# Assignment:
Transcribe each line below word for word.

# Data:
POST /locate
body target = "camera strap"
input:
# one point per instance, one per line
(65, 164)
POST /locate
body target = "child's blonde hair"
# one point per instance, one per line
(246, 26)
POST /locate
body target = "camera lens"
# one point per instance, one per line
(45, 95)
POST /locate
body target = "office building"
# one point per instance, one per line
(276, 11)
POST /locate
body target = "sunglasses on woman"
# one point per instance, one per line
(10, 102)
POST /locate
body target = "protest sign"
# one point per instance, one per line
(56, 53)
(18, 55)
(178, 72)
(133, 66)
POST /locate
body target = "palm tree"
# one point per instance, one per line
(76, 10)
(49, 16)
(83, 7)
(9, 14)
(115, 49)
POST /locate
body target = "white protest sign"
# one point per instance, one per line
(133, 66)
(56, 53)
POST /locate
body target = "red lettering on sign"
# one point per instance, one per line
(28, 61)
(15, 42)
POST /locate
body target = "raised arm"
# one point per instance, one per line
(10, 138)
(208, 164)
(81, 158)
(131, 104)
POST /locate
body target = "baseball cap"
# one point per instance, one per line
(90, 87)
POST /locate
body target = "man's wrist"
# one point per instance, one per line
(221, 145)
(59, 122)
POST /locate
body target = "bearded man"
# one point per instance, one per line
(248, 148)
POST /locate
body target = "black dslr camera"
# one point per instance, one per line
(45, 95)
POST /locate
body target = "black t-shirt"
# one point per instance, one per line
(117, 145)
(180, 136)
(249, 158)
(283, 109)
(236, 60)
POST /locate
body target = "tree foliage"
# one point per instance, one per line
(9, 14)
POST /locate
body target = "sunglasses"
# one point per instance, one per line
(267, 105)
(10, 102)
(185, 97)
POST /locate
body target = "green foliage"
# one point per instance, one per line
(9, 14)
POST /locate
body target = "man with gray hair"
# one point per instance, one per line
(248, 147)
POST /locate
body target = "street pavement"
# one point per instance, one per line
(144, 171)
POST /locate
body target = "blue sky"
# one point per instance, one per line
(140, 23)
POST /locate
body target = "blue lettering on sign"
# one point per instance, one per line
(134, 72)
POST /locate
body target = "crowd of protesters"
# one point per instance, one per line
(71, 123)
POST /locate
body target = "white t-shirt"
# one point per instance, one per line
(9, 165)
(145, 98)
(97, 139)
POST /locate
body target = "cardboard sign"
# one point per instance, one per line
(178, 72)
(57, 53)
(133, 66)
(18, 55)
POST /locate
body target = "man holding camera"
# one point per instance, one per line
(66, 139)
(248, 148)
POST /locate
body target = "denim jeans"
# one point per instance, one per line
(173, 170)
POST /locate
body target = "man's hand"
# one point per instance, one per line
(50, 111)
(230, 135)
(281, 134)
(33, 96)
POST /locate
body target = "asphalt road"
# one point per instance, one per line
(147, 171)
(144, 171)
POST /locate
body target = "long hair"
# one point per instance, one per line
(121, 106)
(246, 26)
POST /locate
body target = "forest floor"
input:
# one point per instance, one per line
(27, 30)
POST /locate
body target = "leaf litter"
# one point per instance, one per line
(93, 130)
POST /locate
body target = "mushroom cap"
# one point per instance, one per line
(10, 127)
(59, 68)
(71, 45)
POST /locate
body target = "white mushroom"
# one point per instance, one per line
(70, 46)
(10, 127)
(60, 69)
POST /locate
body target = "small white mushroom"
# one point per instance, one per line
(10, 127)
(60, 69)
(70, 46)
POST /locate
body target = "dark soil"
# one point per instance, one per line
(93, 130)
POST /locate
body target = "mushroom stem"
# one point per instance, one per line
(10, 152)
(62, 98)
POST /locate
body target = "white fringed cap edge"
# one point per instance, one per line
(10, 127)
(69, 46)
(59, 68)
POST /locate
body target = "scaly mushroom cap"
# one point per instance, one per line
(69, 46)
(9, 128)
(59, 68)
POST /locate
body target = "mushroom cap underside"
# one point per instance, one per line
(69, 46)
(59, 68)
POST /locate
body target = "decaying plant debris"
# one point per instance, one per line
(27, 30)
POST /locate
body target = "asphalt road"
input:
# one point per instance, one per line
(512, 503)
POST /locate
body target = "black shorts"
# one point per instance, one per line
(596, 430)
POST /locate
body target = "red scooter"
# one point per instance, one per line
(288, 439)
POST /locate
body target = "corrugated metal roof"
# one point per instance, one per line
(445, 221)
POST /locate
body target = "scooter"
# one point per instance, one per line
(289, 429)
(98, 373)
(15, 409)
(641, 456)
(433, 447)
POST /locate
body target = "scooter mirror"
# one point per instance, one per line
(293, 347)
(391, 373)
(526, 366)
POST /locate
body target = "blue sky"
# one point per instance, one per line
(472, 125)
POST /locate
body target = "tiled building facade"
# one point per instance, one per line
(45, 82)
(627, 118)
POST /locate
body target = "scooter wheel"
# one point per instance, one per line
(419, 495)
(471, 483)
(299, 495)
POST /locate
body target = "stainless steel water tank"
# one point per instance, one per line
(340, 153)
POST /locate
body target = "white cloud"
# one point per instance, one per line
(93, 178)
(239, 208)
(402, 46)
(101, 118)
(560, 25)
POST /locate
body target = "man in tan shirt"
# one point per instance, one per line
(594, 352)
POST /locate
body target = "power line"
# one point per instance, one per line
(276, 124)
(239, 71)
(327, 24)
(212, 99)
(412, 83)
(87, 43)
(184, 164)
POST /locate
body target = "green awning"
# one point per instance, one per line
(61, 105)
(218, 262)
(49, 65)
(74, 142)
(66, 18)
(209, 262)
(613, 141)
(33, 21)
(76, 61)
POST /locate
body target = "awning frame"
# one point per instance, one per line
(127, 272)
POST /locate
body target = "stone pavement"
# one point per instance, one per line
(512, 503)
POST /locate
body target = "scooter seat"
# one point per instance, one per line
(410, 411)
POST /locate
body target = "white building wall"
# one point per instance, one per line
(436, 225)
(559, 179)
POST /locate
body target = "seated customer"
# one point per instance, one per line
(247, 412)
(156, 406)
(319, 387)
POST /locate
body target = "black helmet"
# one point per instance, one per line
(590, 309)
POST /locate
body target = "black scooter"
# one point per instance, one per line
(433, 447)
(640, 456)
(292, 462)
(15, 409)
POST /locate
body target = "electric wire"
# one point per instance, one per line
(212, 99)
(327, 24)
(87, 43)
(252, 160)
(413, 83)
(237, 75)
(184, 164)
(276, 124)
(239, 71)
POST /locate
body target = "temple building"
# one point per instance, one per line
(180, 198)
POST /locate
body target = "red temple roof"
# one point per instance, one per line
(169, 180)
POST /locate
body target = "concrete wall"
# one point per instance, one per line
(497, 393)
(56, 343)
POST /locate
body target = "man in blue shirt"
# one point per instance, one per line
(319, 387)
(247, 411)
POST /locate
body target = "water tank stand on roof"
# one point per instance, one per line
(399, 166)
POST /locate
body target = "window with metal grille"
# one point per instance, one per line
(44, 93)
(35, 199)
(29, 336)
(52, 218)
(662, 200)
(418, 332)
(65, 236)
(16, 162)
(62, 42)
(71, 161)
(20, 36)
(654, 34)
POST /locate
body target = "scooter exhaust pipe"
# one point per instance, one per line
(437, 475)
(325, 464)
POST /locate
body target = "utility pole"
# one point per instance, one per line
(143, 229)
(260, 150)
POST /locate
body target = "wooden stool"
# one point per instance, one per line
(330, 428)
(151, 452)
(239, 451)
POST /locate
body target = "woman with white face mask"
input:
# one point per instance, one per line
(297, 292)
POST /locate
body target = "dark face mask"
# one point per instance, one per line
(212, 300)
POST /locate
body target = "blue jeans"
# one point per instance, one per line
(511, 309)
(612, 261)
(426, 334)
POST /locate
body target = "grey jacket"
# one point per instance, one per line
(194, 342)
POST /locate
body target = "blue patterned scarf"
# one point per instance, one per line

# Your response:
POST /locate
body target = "camera strap"
input:
# one point per instance, one per line
(65, 164)
POST /locate
body target = "child's blonde hair"
# one point per instance, one per line
(246, 26)
POST /locate
body target = "camera lens"
# one point per instance, one per line
(45, 95)
POST /locate
body target = "office building"
# one point per instance, one per line
(276, 11)
POST /locate
body target = "sunglasses on woman"
# one point per instance, one per line
(10, 102)
POST /locate
body target = "protest sign"
# one point per instance, one per line
(56, 53)
(18, 55)
(178, 72)
(133, 66)
POST /locate
body target = "palm tree"
# one point per instance, one per line
(76, 10)
(49, 16)
(83, 7)
(9, 14)
(115, 49)
POST /locate
body target = "white protest sign"
# one point per instance, one per line
(133, 66)
(56, 53)
POST /locate
body target = "red lettering on sign"
# one point per instance, one per line
(28, 61)
(15, 42)
POST /locate
body target = "raised arm"
# one point per instance, one per line
(10, 138)
(208, 164)
(81, 158)
(131, 104)
POST /locate
body target = "baseball cap"
# one point per instance, one per line
(90, 87)
POST /locate
body target = "man's wrist"
# one point per instance, one per line
(221, 145)
(59, 122)
POST /locate
body target = "bearded man"
# one point per instance, one per line
(248, 148)
POST /locate
body target = "black dslr camera"
# one point per instance, one per line
(45, 95)
POST /locate
body target = "black t-shirt"
# one point per instance, one per line
(117, 145)
(180, 136)
(249, 158)
(283, 109)
(236, 60)
POST /locate
body target = "tree foliage"
# one point per instance, one per line
(9, 14)
POST /locate
body target = "sunglasses"
# one point per instance, one per line
(267, 105)
(10, 102)
(185, 97)
POST /locate
body target = "green foliage"
# one point per instance, one per line
(9, 14)
POST /locate
body target = "man with gray hair"
# one point per instance, one per line
(248, 147)
POST /locate
body target = "street pavement"
# one point per instance, one per line
(144, 171)
POST /locate
body target = "blue sky"
# one point per instance, one per line
(140, 23)
POST /locate
body target = "blue lettering on sign"
# one point per instance, one per line
(134, 72)
POST /locate
body target = "crowd of protesters"
# one point per instance, one per line
(71, 123)
POST /locate
body target = "white t-shirt"
# one point per instance, one per line
(9, 165)
(145, 98)
(97, 139)
POST /locate
body target = "cardboard sign"
# one point per instance, one per line
(178, 72)
(57, 53)
(133, 66)
(18, 55)
POST /locate
body target = "man holding camera"
# one point per instance, one per line
(66, 139)
(248, 148)
POST /locate
body target = "denim jeans"
# one point per instance, one per line
(173, 170)
POST /locate
body target = "man's hand"
# one point per instance, one per line
(50, 111)
(230, 135)
(281, 134)
(33, 96)
POST /locate
body target = "asphalt road"
# one point per instance, one per line
(147, 171)
(144, 171)
POST /locate
body target = "long hair"
# one point per instance, one per line
(121, 106)
(246, 26)
POST /locate
body target = "forest floor"
input:
# one point per instance, one per line
(27, 30)
POST /locate
body target = "leaf litter"
# one point per instance, one per line
(93, 130)
POST /locate
body target = "mushroom cap"
# one point per instance, one per line
(10, 127)
(59, 68)
(71, 45)
POST /locate
body target = "white mushroom"
# one point per instance, one per line
(70, 46)
(10, 127)
(60, 69)
POST /locate
body target = "small white mushroom"
# one point per instance, one per line
(10, 127)
(60, 69)
(70, 46)
POST /locate
body target = "dark soil"
# one point per instance, one per line
(93, 130)
POST /locate
body target = "mushroom stem"
# one point per instance, one per line
(10, 152)
(62, 98)
POST /locate
body target = "white fringed cap edge"
# one point per instance, one per line
(10, 127)
(69, 46)
(59, 68)
POST /locate
body target = "scaly mushroom cap"
# one point per instance, one per line
(69, 46)
(9, 128)
(59, 68)
POST /locate
body target = "mushroom cap underside"
# one point per instance, one per line
(69, 46)
(59, 68)
POST /locate
body target = "decaying plant debris"
# one point per instance, one per line
(27, 30)
POST /locate
body target = "asphalt road"
input:
# one point per instance, one per line
(512, 503)
POST /locate
body target = "black shorts"
# one point per instance, one per line
(596, 430)
POST /locate
body target = "red scooter"
# one point per instance, one per line
(288, 439)
POST /locate
body target = "corrugated metal roof"
# one point per instance, one per line
(445, 221)
POST /locate
body target = "scooter"
# one point per instance, one per line
(289, 429)
(98, 373)
(15, 409)
(641, 456)
(433, 447)
POST /locate
body target = "scooter mirror"
# one point per instance, one per line
(293, 347)
(391, 373)
(526, 366)
POST /locate
body target = "blue sky"
# one point per instance, one per line
(472, 125)
POST /locate
body target = "tiled building facade"
# one point per instance, one per line
(45, 82)
(627, 118)
POST /locate
body target = "scooter wheel"
# one point per instance, one per line
(419, 495)
(471, 483)
(299, 495)
POST /locate
body target = "stainless steel water tank"
# one point per instance, one per line
(340, 153)
POST /locate
body target = "white cloud"
# one point per instance, one per line
(93, 178)
(239, 208)
(402, 46)
(101, 118)
(560, 25)
POST /locate
body target = "man in tan shirt"
# one point per instance, one per line
(594, 352)
POST /locate
body target = "power line"
# one point per instance, one per line
(276, 124)
(239, 71)
(327, 24)
(212, 99)
(412, 83)
(87, 43)
(184, 164)
POST /locate
body target = "green awning"
# one point per instance, one per line
(61, 105)
(218, 262)
(49, 65)
(74, 142)
(66, 18)
(209, 262)
(613, 141)
(33, 21)
(76, 61)
POST /locate
body target = "awning frame"
# one point per instance, one per line
(127, 272)
POST /locate
body target = "stone pavement"
# one point per instance, one per line
(512, 503)
POST /locate
body target = "scooter seat"
# one point per instance, one per line
(410, 411)
POST /locate
body target = "white building wall"
# one point per instance, one per line
(436, 225)
(559, 179)
POST /locate
body target = "seated customer"
# one point per instance, one per line
(247, 412)
(156, 406)
(319, 387)
POST /locate
body target = "black helmet"
# one point per instance, one per line
(590, 309)
POST /locate
body target = "black scooter"
# one point per instance, one per line
(433, 447)
(640, 456)
(292, 462)
(15, 409)
POST /locate
body target = "electric wire"
# one point per instance, one per line
(212, 99)
(327, 24)
(87, 43)
(252, 160)
(413, 83)
(237, 75)
(184, 164)
(276, 124)
(239, 71)
POST /locate
body target = "temple building"
# one point per instance, one per line
(180, 198)
POST /locate
body target = "red temple roof"
# one point per instance, one per line
(169, 180)
POST /locate
body target = "concrete wall"
# one point per instance, one per line
(497, 393)
(56, 343)
POST /locate
body target = "man in blue shirt"
# one point per instance, one per line
(319, 387)
(247, 411)
POST /locate
body target = "water tank stand on roof"
# one point per instance, one per line
(399, 166)
POST /locate
body target = "window with metal grille"
# one point per instance, one per line
(44, 93)
(35, 199)
(29, 336)
(52, 218)
(662, 200)
(418, 332)
(65, 236)
(16, 162)
(62, 42)
(71, 161)
(20, 36)
(654, 34)
POST /locate
body target = "scooter exhaust pipe"
# one point per instance, one per line
(437, 475)
(325, 464)
POST /locate
body target = "utility pole"
# one point per instance, one per line
(143, 229)
(260, 150)
POST /locate
body target = "wooden stool"
# one point per instance, one per line
(330, 428)
(151, 452)
(239, 451)
POST /locate
body target = "woman with white face mask"
input:
# one point per instance, one per line
(297, 292)
POST /locate
body target = "dark face mask"
# one point per instance, one per line
(212, 300)
POST /locate
body target = "blue jeans"
# one point per instance, one per line
(511, 309)
(612, 261)
(426, 334)
POST /locate
body target = "grey jacket"
# one point per instance, one per line
(194, 342)
POST /locate
body target = "blue patterned scarf"
# one point per instance, one per line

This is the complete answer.